[Start of Attachment]
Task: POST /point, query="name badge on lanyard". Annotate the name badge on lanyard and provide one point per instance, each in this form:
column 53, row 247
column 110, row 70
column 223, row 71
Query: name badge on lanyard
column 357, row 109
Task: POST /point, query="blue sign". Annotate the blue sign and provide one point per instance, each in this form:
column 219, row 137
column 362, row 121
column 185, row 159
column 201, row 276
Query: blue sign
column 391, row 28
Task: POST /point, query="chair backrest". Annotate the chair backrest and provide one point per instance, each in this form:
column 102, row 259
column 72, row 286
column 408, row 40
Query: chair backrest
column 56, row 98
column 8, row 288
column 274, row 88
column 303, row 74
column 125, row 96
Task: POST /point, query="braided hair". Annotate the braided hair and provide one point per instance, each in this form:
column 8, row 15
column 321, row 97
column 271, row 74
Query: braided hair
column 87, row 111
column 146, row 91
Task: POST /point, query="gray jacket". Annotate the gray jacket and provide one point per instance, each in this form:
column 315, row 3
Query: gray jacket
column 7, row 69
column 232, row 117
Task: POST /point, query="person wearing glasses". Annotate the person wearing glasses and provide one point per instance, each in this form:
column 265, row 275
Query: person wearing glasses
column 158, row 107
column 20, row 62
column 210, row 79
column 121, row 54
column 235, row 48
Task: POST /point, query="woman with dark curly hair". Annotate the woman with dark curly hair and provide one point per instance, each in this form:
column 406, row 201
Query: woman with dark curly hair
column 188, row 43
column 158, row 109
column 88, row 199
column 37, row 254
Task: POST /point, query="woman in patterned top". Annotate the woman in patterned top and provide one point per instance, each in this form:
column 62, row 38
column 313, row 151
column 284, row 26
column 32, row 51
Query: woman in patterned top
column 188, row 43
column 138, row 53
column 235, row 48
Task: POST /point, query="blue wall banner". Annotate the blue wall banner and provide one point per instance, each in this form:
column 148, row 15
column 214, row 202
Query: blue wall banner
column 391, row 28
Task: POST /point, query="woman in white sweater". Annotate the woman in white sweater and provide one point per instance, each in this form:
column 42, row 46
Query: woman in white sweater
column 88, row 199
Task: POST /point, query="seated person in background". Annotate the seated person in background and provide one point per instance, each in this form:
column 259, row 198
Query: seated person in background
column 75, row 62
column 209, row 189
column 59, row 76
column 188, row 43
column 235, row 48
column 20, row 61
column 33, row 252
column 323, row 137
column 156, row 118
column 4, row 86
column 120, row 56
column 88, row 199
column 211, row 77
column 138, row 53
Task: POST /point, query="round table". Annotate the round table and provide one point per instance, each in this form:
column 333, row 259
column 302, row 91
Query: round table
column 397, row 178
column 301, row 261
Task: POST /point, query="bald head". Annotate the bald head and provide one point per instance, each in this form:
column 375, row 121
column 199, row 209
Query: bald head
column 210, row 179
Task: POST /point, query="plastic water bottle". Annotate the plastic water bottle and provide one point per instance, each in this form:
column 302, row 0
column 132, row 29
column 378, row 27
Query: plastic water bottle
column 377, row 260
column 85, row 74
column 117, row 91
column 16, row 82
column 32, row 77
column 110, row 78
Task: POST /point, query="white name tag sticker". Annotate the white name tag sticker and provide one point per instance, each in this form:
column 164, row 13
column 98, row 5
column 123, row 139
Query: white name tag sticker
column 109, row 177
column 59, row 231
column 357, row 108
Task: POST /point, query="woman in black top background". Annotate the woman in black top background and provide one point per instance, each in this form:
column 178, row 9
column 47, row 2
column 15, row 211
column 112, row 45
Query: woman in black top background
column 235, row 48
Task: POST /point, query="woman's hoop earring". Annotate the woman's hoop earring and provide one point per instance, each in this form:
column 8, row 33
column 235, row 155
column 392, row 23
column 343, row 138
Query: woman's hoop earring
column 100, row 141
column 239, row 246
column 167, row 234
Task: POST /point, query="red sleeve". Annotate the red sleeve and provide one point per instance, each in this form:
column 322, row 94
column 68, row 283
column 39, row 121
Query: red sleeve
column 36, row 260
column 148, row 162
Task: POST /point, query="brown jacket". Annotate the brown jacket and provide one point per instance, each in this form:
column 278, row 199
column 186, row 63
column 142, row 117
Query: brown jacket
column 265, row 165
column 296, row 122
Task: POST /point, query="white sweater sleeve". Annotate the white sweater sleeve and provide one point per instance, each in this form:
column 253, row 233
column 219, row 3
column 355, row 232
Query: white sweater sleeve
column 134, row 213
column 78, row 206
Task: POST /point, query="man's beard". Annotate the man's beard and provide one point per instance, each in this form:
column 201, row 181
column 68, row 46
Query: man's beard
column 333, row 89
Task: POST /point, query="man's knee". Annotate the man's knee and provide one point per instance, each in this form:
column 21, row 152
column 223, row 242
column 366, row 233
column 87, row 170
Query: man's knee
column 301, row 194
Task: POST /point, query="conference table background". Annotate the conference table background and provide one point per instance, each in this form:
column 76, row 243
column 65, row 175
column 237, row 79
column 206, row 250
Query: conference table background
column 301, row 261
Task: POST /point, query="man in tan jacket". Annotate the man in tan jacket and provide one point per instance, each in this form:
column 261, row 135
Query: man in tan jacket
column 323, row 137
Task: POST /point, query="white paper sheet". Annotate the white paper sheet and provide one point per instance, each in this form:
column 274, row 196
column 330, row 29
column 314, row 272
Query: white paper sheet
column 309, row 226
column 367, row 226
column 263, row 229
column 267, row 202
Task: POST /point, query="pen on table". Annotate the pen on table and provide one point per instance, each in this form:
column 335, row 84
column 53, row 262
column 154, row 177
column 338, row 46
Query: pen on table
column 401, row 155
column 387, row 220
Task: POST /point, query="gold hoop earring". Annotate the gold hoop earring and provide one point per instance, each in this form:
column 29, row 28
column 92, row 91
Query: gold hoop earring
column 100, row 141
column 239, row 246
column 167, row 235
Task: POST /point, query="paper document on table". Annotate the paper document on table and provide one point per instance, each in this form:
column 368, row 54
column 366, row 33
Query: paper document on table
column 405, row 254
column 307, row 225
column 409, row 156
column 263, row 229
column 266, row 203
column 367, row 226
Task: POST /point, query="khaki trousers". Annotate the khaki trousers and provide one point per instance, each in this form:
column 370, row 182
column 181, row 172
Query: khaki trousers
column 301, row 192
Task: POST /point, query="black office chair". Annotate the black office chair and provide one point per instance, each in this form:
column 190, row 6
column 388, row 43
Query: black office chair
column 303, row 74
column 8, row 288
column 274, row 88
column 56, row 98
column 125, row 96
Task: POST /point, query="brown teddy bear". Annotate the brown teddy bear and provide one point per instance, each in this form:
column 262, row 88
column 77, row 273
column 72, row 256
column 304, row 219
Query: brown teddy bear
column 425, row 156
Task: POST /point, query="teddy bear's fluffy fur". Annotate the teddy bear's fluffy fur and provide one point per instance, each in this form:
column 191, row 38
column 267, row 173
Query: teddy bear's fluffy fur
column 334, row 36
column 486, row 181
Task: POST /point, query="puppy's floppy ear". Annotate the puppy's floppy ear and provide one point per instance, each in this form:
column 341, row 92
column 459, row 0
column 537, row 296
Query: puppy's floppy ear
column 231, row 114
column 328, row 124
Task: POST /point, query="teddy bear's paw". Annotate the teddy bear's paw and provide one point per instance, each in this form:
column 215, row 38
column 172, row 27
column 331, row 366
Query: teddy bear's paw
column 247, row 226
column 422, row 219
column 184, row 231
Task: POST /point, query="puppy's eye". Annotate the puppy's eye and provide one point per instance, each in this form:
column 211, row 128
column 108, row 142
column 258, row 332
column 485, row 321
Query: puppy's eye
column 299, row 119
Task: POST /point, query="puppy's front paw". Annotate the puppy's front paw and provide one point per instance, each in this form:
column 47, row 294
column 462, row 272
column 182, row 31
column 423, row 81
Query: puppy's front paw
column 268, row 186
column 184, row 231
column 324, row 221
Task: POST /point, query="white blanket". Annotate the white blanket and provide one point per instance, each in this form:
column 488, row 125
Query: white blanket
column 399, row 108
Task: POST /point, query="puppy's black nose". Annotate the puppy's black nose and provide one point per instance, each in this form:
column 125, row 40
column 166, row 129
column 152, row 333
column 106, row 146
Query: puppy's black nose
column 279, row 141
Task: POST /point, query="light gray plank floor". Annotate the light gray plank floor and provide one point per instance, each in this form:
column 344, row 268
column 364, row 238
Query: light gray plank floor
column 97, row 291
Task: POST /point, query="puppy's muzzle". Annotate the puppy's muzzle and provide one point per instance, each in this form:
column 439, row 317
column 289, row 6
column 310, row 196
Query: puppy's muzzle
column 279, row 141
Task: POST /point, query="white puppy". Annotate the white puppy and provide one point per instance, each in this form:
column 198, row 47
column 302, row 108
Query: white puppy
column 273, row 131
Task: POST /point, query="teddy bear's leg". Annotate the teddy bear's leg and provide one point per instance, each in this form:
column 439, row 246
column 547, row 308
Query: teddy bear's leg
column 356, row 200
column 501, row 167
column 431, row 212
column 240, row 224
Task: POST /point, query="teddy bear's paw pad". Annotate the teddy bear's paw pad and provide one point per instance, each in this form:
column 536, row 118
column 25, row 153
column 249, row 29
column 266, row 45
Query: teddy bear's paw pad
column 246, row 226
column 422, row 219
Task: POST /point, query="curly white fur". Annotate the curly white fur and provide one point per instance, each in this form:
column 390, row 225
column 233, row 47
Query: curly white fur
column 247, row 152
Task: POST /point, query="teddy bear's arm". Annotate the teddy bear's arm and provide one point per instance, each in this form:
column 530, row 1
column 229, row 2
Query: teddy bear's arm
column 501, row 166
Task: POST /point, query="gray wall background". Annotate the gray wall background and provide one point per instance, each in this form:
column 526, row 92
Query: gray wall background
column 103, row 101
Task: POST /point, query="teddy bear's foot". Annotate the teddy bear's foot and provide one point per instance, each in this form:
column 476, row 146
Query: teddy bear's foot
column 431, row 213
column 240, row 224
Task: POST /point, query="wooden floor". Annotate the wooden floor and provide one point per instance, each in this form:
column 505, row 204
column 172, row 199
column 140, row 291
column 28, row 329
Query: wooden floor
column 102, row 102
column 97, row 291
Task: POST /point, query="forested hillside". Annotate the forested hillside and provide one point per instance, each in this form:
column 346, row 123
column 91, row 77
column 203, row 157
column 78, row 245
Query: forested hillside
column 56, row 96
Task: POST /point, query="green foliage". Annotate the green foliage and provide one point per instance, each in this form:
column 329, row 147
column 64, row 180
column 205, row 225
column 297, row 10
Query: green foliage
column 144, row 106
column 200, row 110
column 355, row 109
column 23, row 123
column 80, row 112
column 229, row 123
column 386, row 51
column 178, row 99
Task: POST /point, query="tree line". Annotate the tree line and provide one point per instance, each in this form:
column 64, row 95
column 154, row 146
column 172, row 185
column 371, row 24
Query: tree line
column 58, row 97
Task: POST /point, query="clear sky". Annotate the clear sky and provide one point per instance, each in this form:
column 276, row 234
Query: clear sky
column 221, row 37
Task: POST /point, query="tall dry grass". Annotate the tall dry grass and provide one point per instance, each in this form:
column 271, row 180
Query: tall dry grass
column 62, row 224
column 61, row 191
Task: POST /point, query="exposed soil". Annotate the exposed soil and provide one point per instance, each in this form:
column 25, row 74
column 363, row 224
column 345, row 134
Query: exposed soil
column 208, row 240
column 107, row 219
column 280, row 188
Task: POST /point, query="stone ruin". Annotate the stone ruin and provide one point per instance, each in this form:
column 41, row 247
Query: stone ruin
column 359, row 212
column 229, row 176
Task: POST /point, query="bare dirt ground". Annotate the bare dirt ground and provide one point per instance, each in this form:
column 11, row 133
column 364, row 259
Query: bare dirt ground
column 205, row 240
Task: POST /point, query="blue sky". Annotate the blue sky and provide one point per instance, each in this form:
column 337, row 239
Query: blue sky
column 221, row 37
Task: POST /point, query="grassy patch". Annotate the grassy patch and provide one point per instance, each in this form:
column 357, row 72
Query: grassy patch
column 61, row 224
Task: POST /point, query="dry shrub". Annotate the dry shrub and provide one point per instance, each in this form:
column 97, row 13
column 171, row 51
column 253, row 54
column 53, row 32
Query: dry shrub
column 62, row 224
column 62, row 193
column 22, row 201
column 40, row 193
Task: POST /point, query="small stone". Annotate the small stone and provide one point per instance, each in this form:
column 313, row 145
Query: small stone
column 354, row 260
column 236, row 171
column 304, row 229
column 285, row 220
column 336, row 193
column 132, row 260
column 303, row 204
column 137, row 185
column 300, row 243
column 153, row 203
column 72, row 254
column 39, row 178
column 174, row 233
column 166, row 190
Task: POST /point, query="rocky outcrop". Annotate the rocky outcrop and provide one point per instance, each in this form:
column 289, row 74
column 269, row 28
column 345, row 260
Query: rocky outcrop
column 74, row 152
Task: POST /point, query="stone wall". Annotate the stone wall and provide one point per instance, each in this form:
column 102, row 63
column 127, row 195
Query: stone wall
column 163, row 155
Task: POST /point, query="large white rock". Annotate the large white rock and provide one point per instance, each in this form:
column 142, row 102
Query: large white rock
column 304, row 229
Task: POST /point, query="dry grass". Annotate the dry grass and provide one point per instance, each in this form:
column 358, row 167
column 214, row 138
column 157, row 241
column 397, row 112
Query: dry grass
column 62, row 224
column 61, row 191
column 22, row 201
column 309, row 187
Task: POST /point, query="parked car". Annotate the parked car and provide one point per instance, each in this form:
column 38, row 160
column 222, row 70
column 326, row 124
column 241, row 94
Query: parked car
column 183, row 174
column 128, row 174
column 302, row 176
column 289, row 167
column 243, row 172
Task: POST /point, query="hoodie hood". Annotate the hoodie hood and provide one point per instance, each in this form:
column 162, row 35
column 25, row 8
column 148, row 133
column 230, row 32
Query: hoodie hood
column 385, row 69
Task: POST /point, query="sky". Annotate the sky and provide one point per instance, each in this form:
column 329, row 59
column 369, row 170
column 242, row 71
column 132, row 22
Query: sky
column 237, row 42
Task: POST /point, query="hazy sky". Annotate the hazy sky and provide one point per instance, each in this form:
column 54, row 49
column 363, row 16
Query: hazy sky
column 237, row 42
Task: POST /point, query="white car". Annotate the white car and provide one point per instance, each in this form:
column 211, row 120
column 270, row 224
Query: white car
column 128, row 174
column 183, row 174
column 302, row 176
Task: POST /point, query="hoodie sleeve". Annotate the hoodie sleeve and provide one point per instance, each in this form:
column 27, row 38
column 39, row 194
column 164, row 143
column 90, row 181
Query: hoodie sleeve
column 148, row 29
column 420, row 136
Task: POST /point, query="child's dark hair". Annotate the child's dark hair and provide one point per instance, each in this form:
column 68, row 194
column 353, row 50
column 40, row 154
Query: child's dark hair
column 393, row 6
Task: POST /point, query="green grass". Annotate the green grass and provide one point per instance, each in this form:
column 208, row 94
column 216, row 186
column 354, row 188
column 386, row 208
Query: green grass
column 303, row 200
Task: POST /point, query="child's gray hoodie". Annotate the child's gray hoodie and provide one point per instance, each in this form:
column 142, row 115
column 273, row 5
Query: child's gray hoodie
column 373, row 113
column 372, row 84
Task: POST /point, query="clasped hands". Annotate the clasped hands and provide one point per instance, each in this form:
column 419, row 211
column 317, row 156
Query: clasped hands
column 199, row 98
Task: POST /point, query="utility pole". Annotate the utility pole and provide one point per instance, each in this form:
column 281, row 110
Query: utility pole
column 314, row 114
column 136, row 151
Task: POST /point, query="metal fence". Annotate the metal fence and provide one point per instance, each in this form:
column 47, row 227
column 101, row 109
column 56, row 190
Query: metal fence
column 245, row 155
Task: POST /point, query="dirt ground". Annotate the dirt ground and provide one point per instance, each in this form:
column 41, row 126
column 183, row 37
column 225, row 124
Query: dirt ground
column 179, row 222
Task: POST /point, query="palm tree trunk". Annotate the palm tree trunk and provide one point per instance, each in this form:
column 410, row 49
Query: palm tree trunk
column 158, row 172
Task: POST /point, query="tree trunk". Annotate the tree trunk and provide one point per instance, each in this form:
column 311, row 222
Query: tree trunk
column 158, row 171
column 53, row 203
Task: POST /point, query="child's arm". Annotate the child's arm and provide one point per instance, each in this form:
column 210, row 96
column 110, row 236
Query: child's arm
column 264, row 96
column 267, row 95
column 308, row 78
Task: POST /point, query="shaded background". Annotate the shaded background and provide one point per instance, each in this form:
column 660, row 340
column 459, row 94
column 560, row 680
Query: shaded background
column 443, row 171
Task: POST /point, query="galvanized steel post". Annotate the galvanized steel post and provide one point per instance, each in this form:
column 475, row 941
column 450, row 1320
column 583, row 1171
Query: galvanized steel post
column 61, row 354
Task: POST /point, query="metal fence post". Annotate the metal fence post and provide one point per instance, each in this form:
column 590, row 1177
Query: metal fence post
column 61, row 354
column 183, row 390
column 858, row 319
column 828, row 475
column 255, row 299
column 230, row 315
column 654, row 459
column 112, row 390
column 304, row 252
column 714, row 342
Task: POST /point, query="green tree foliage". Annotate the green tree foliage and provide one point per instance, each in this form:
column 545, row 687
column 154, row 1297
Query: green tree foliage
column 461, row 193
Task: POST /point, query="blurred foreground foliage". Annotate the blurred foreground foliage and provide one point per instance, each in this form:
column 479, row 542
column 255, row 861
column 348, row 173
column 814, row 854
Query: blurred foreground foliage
[End of Attachment]
**Your assignment:** The answer should contain only the lines from the first line of the entries through the line holding "column 265, row 275", each exactly as written.

**Solution below:**
Task: POST /point, query="name badge on lanyard". Annotate the name badge on lanyard and provide one point per instance, each in this form:
column 53, row 247
column 110, row 70
column 223, row 71
Query: name badge on lanyard
column 357, row 109
Task: POST /point, query="blue sign". Annotate the blue sign and provide one point per instance, each in this form:
column 219, row 137
column 362, row 121
column 185, row 159
column 201, row 276
Query: blue sign
column 391, row 28
Task: POST /point, query="chair backrest". Annotate the chair backrest and provide one point per instance, each in this form:
column 102, row 259
column 72, row 286
column 408, row 40
Query: chair backrest
column 56, row 98
column 8, row 288
column 274, row 88
column 303, row 74
column 125, row 96
Task: POST /point, query="braided hair". Annotate the braided hair and provide one point per instance, each in this form:
column 8, row 15
column 321, row 97
column 271, row 74
Query: braided hair
column 87, row 111
column 146, row 91
Task: POST /point, query="gray jacket". Annotate the gray jacket and provide one point per instance, each in this form:
column 315, row 3
Query: gray jacket
column 7, row 69
column 232, row 117
Task: POST /point, query="person wearing glasses". Annotate the person wearing glasses and provide one point per instance, each in this form:
column 265, row 275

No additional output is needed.